Start of EXTRACTED TEXT
JOIN or 2 queries - 1 large table, 1 small, hardware limited - php

I have a page in which there is a <select> menu, which contains all of the values from a small table (229 rows), such that <option value='KEY'>VALUE</option>.
This select menu is a filter for a query which runs on a large table (3.5M rows).
In the large table is a foreign key which references KEY from small table.
However, in the results of the large table query, I also need to display the relative VALUE from the small table.
I could quite easily do an INNER JOIN to retrieve the results, OR I could do a separate 'pre'-query to my smaller table, fetch it's values into an array, and then let the application get the VALUE from small table results.
The application is written in PHP.
Hardware resources IS an issue (cannot upgrade to higher instance right now, boss constrained) - I am running this on a t2.micro RDS on Amazon Web Services instance.
I have added both single and covering indexes on columns in WHERE & HAVING clauses, and my server is reporting that I have 46mb RAM available.
Given the above, I know that JOIN can be expensive especially on big tables. Does it just make sense here to do 2 queries, and let the application handle some of the work, until I can negotiate better resources?
EDIT:
No Join : 6.9 sec
SELECT nationality_id, COUNT(DISTINCT(txn_id)) as numtrans,
SUM(sales) as sales, SUM(units) as units, YrQtr
FROM 1_txns
GROUP BY nationality_id;
EXPLAIN
'1', 'SIMPLE', '1_txns', 'index', 'covering,nat', 'nat', '5', NULL, '3141206', NULL
With Join: 59.03 Sec
SELECT 4_nationality.nationality, COUNT(DISTINCT(txn_id)) as numtrans,
SUM(sales) as sales, SUM(units) as units, YrQtr
FROM 1_txns INNER JOIN 4_nationality USING (nationality_id)
GROUP BY nationality_id
HAVING YrQtr LIKE :period;
EXPLAIN
'1', 'SIMPLE', '4_nationality', 'ALL', 'PRIMARY', NULL, NULL, NULL, '229', 'Using temporary; Using filesort'
'1', 'SIMPLE', '1_txns', 'ref', 'covering,nat', 'nat', '5', 'reports.4_nationality.nationality_id', '7932', NULL
Schema is
Table 1_txns (txn_id, nationality_id, yrqtr, sales, units)
Table 4_nationality (nationality_id, nationality)
I have separate indexes on each nationality_id, txn_id, yrqtr. in my Large Transactions Table. And just a primary key index on my small table.
Something strange also, is that the query WITHOUT the join, is missing a row from it's results!

If your lookup "menu" list table is only the 229 rows as stated, and it has a unique key, and your menu table has index on (key, value), the join would be negligible... especially if your only querying the results based on a single key anyhow.
End of EXTRACTED TEXT
Start of GIVEN DATA
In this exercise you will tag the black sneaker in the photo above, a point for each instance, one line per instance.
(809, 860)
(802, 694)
End of GIVEN DATA
◆ WHAT YOU WILL DO:
1. Answer these about the forum thread on JOIN versus two queries:
(a) On what kind of Amazon Web Services instance is the asker running the database?
(b) How much RAM does the server report as available?
(c) How long did the query with the join take?
2. Please write the next part of the forum thread on JOIN versus two queries, starting after its final sentence.

◆ ANSWERS BY TASK:
1.
(a) A t2.micro RDS instance.
(b) 46mb.
(c) 59.03 seconds.

2.
The bigger question to me would be on your table of 3.5 million records. At 229 "menu" items, it would be returning an average of over 15k records each time. And I am sure that not every category is evenly balanced... some could have a few hundred or thousand entries, others could have 30k+ entries. Is there some other criteria that would allow smaller subsets to be returned? Obviously not enough info to quantify.
Now, after seeing your revised post while entering this, I see you are trying to get aggregations. The table would otherwise be fixed for historical data. I would suggest a summary table be done on a per Nationality/YrQtr basis. This way, you can query that directly if the period is PRIOR to the current period in question. If current period, then sum aggregates from production. Again, since transactions wont change historically, neither would their counts and you would have immediate response from the pre-summary table.
Feedback
As for how / when to implement a summary table. I would create the table with the respective columns you need... Nationality, Period (Yr/Month), and respective counts for distinct transactions, etc.
I would then pre-aggregate once for all your existing data for everything UP TO but not including the current period (Yr/Month). Now you have your baseline established in summary.
Then, add a trigger to your transaction table on insert. Then, process something like... (AND NOTE, THIS IS NOT ACTUAL TRIGGER, BUT CONTEXT OF WHAT TO DO)
update summaryTable
set numTrans = numTrans + 1,
TotSales = TotSales + NEWENTRY.Sales,
TotUnits = TotUnits + NEWENTRY.Units
where
Nationality = NEWENTRY.Nationality
AND YrQtr = NEWENTRY.YrQtr
if # records affected by the update = 0
Insert into SummaryTable
( Nationality,
YrQtr,
NumTrans,
TotSales,
TotUnits )
values
( NEWENTRY.Nationality,
NEWENTRY.YrQtr,
1,
NEWENTRY.Sales,
NEWENTRY.Units )
Now, your aggregates will ALWAYS be in synch in the summary table after EVERY record inserted into the transaction table. You can ALWAYS query this summary table instead of the full transaction table. If you never have activity for a given Nationality / YrQtr, no record will exist.

First, move the HAVING to WHERE so that the rest of the query has less to do. Second, delay the lookup of nationality until after the GROUP BY:
SELECT
( SELECT nationality
FROM 4_nationality
WHERE nationality_id = t.nationality_id
) AS nationality,
COUNT(DISTINCT(txn_id)) as numtrans,
SUM(sales) as sales,
SUM(units) as units,
YrQtr
FROM 1_txns AS t
WHERE YrQtr LIKE :period
GROUP BY nationality_id;
If possible, avoid wild cards and simply do YrQtr = :period. That would allow INDEX(YrQtr, nationality_id) for even more performance.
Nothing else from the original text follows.